* **Цель задания**:
Обновите все пункты ниже, заменив «coordinates» на «positions». Остальной текст оставьте без изменений.
>>>
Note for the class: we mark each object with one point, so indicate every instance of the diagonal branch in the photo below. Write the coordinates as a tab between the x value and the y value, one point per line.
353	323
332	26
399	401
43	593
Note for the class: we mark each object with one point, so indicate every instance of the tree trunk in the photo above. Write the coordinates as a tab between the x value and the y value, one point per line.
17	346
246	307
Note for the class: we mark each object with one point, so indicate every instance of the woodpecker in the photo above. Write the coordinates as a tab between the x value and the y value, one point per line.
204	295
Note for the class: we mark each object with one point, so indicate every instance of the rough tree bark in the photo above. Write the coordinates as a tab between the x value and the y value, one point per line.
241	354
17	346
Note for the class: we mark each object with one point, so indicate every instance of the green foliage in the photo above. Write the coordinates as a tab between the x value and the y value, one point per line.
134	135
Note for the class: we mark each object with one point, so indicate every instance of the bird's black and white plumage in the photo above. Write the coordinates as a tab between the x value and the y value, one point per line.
<<<
* **Ответ на задание**:
Note for the class: we mark each object with one point, so indicate every instance of the diagonal branch in the photo below. Write the positions as a tab between the x value and the y value, one point per line.
353	323
332	26
399	401
43	593
Note for the class: we mark each object with one point, so indicate every instance of the tree trunk in the photo above. Write the positions as a tab between the x value and the y value, one point per line.
17	346
246	307
Note for the class: we mark each object with one point, so indicate every instance of the woodpecker in the photo above. Write the positions as a tab between the x value and the y value, one point per line.
204	295
Note for the class: we mark each object with one point, so indicate every instance of the rough tree bark in the photo above. Write the positions as a tab between the x value and the y value, one point per line.
241	354
17	346
Note for the class: we mark each object with one point, so indicate every instance of the green foliage in the photo above. Write the positions as a tab between the x value and the y value, one point per line.
134	135
Note for the class: we mark each object with one point, so indicate every instance of the bird's black and white plumage in the photo above. Write the positions as a tab between the x value and the y value, one point per line.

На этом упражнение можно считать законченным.